Aim of the task: Please pick out every line in the items below that contains the word "chair" and copy each of those lines.

━━━━━ Listed entries

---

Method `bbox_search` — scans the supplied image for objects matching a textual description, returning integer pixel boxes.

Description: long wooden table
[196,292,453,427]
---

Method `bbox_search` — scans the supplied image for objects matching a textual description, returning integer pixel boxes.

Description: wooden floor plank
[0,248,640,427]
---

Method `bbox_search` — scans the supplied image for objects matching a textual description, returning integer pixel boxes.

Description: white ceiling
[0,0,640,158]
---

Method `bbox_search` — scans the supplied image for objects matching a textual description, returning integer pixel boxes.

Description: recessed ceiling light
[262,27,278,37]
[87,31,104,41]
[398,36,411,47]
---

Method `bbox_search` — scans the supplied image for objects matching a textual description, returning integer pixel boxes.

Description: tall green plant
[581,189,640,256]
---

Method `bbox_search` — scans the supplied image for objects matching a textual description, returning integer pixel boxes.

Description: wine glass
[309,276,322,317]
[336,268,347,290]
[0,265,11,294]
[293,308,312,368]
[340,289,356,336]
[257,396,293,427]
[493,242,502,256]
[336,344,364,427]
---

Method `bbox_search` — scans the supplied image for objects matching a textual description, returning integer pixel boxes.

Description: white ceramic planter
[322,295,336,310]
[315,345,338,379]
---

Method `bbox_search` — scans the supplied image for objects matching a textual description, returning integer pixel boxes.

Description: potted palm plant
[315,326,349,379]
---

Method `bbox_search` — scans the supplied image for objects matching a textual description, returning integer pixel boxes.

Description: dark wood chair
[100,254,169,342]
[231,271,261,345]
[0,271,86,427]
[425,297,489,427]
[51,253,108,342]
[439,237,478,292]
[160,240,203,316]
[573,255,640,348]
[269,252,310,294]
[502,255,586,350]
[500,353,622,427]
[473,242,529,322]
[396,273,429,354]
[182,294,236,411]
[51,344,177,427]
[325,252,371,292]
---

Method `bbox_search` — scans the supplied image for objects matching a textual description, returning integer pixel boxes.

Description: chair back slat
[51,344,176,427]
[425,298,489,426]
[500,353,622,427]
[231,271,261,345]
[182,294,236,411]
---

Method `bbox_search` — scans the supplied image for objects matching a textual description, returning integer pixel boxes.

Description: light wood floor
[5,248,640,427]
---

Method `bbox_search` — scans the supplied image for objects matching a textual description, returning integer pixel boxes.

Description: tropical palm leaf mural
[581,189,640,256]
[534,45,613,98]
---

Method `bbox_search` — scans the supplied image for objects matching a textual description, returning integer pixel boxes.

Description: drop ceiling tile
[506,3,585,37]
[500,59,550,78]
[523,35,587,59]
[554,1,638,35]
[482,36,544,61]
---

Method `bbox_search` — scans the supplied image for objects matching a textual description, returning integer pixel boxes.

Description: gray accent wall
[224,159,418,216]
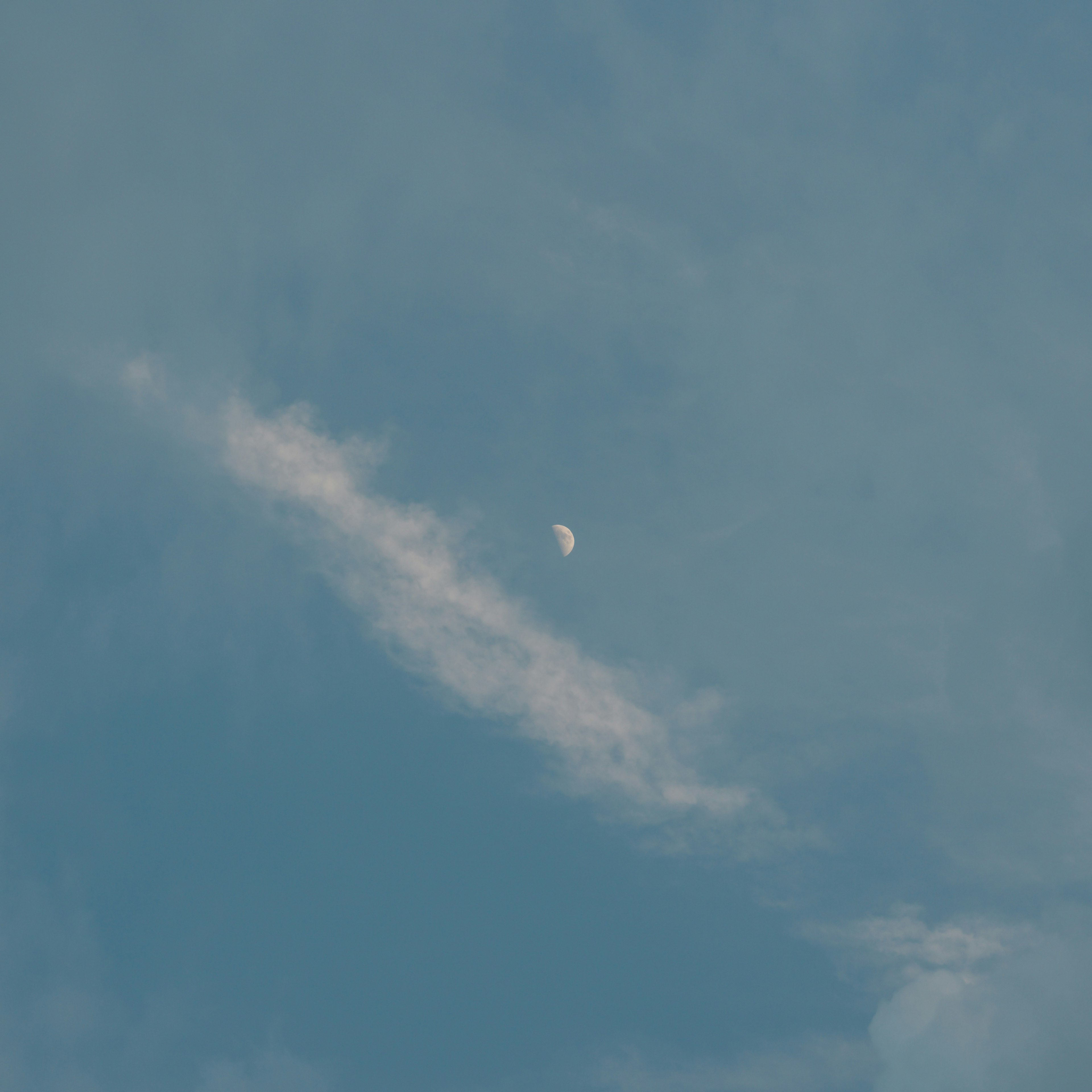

━━━━━━━━━━

Reply:
Description: dark wood chair
Description: chair back slat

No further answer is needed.